Please filter the entries for the word "shorts" and copy every line that has it.

◆ **RECORDS**:

★ ★ ★ ★ ★

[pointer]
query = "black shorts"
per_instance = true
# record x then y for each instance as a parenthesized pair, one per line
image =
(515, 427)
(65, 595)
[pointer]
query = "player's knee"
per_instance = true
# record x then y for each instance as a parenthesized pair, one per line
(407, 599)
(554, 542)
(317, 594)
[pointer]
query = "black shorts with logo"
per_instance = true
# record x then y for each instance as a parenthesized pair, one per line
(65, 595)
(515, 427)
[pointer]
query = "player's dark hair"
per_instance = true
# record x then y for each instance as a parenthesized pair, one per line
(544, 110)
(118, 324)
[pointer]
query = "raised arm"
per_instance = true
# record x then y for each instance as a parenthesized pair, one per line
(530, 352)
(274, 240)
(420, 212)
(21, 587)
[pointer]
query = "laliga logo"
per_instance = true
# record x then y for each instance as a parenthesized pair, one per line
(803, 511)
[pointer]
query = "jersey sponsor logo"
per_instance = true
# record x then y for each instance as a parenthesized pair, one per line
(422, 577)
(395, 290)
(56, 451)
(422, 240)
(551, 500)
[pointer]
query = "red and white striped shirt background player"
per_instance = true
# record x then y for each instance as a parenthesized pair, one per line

★ ★ ★ ★ ★

◆ **FINISHED TASK**:
query = "black shorts"
query = "black shorts with logo"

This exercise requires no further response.